# [THE PROBLEM]
Keep only the lines of the records below that contain the string "instance", copying each one whole. Case matters.

Start DATASET ENTRIES

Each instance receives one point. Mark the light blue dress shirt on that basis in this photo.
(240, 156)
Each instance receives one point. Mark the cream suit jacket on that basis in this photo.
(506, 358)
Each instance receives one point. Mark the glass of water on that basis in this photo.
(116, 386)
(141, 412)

End DATASET ENTRIES
Start DATASET ENTRIES

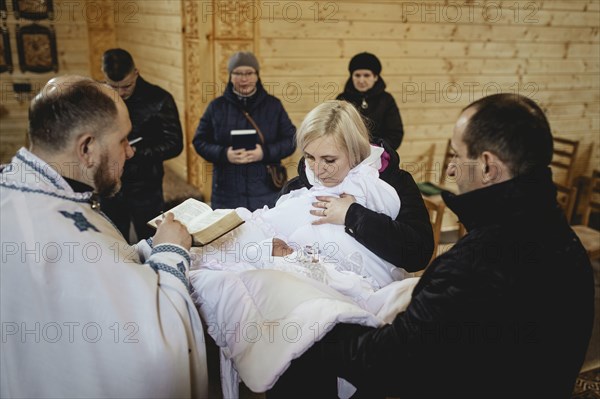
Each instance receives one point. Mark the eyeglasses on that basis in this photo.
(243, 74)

End DATASET ENTRIES

# [THE RESULT]
Each instance receives one point. Mark the light blue dress shirt on that basis in this photo.
Each instance receives one point. Mark the cream suit jacket on that basis in this photo.
Each instance receives one point. Mark the glass of water on that basis in this photo.
Each instance receives one point. Mark the eyeglasses on that basis in this photo.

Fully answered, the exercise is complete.